:: DATA FOR THIS EXERCISE ::

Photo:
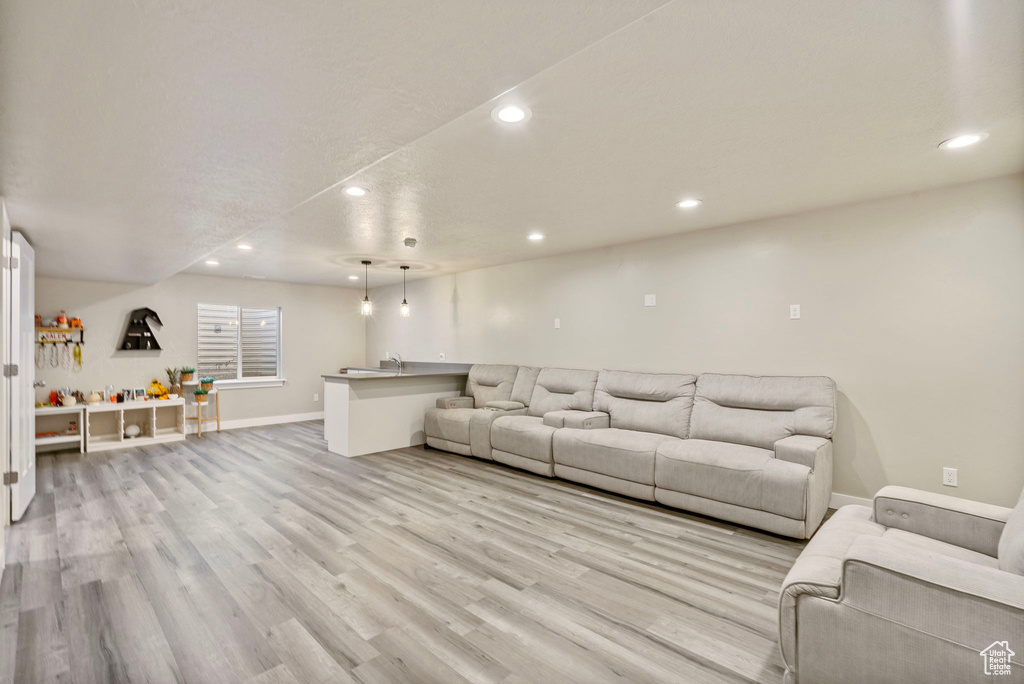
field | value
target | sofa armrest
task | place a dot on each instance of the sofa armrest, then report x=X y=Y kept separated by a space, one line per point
x=455 y=402
x=804 y=449
x=953 y=599
x=505 y=405
x=585 y=420
x=970 y=524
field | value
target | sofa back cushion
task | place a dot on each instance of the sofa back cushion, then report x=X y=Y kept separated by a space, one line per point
x=525 y=380
x=1011 y=553
x=647 y=401
x=561 y=389
x=760 y=411
x=491 y=382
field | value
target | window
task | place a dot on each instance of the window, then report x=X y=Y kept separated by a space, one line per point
x=239 y=343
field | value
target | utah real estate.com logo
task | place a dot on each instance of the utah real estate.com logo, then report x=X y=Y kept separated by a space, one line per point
x=997 y=658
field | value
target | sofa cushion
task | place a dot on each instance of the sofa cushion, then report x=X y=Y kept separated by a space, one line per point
x=579 y=419
x=646 y=401
x=942 y=548
x=559 y=389
x=1011 y=553
x=735 y=474
x=491 y=382
x=760 y=411
x=818 y=570
x=628 y=455
x=525 y=380
x=523 y=435
x=449 y=424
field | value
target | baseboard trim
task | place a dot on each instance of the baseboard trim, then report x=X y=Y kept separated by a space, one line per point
x=257 y=422
x=839 y=500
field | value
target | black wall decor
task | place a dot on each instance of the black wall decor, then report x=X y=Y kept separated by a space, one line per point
x=138 y=335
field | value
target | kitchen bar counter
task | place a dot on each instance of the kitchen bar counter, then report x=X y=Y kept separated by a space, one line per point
x=375 y=410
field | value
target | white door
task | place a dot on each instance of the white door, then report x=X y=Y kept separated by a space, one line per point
x=23 y=396
x=4 y=383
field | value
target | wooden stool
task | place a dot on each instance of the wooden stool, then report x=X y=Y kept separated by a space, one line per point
x=212 y=397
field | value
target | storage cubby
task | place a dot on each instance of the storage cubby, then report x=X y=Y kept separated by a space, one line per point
x=142 y=417
x=160 y=421
x=104 y=427
x=168 y=420
x=59 y=420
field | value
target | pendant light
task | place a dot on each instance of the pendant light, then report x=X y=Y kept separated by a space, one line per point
x=368 y=306
x=404 y=304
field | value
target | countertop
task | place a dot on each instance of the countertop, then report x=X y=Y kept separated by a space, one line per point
x=374 y=374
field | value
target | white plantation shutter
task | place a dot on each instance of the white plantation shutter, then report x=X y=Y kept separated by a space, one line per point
x=224 y=330
x=259 y=343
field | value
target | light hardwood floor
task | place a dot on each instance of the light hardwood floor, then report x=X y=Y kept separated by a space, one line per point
x=257 y=556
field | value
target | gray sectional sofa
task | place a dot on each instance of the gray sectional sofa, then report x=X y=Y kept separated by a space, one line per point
x=920 y=587
x=755 y=451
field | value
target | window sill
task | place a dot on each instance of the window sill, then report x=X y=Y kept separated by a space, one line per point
x=250 y=383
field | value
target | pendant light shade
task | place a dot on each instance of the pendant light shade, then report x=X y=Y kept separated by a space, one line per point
x=368 y=306
x=404 y=304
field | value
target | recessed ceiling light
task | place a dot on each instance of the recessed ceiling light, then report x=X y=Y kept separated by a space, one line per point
x=963 y=140
x=689 y=204
x=511 y=114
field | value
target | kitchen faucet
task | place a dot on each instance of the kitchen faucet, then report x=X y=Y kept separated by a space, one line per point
x=396 y=357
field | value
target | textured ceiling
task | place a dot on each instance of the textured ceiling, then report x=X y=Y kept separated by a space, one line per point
x=139 y=141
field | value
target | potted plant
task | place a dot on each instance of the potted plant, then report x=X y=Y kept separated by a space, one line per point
x=174 y=380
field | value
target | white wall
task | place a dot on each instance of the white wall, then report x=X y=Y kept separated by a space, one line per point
x=913 y=304
x=323 y=331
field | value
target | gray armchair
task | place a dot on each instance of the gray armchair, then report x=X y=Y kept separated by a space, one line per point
x=915 y=589
x=462 y=424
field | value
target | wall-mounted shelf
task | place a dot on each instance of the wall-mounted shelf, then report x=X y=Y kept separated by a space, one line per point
x=59 y=335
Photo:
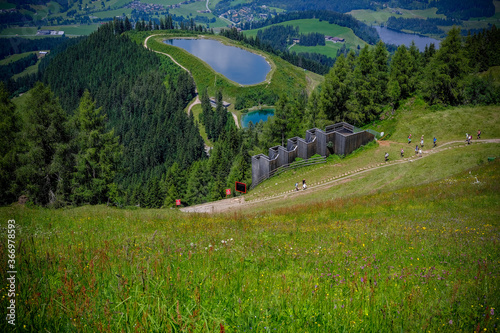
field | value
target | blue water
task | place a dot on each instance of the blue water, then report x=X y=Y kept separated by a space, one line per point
x=256 y=116
x=389 y=36
x=236 y=64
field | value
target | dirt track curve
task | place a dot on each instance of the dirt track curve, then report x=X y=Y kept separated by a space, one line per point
x=237 y=203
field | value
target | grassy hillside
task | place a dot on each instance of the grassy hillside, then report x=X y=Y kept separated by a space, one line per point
x=413 y=117
x=314 y=25
x=282 y=79
x=423 y=257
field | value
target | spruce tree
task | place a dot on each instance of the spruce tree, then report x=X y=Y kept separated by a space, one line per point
x=98 y=155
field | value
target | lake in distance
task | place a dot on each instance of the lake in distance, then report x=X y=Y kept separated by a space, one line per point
x=236 y=64
x=256 y=116
x=389 y=36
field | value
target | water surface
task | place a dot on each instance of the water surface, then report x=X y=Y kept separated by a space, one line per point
x=256 y=116
x=236 y=64
x=389 y=36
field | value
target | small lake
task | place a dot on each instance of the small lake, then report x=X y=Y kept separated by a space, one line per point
x=236 y=64
x=256 y=116
x=389 y=36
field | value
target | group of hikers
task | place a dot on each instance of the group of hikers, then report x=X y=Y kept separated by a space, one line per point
x=418 y=150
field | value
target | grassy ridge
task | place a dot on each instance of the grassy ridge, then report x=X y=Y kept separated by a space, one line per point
x=284 y=78
x=421 y=258
x=315 y=25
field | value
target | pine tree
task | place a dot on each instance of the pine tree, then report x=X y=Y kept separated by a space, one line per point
x=97 y=157
x=44 y=156
x=9 y=127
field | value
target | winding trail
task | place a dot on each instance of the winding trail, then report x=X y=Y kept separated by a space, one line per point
x=237 y=203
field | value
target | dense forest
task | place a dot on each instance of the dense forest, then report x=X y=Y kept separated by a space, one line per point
x=108 y=124
x=366 y=33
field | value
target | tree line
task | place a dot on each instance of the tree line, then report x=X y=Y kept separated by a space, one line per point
x=363 y=31
x=424 y=26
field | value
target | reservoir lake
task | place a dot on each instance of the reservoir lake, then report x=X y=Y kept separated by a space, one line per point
x=389 y=36
x=256 y=116
x=236 y=64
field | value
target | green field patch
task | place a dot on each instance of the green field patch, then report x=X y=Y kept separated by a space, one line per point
x=315 y=25
x=21 y=31
x=283 y=77
x=421 y=256
x=6 y=5
x=15 y=57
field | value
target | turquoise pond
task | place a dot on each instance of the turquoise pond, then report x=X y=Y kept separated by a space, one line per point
x=256 y=116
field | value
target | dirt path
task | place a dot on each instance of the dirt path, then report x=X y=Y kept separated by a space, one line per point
x=236 y=203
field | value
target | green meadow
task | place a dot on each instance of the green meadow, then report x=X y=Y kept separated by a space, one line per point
x=283 y=77
x=421 y=258
x=315 y=25
x=410 y=245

:::

■ **SET PROBLEM**: Rewrite the items starting at the beginning and ending at the line that contains "x=239 y=343", replacing "sofa armrest" with "couch armrest" and keeping everything else the same. Leave the pictures out of the answer.

■ **RESULT OF THIS TASK**:
Photo:
field | value
target | couch armrest
task | place a dot on each instance of the couch armrest, then report x=X y=Y kept separated by a space, one line per point
x=455 y=402
x=804 y=449
x=953 y=599
x=505 y=405
x=585 y=420
x=970 y=524
field | value
target | sofa back cushion
task | place a dot on each instance of the sofa back cushion, then report x=X y=Y kept separated by a space, one line per point
x=525 y=380
x=1011 y=553
x=647 y=401
x=561 y=389
x=760 y=411
x=491 y=382
field | value
target | window
task | place a dot on each instance of the window, then report x=X y=Y kept separated by a space, one line per point
x=239 y=343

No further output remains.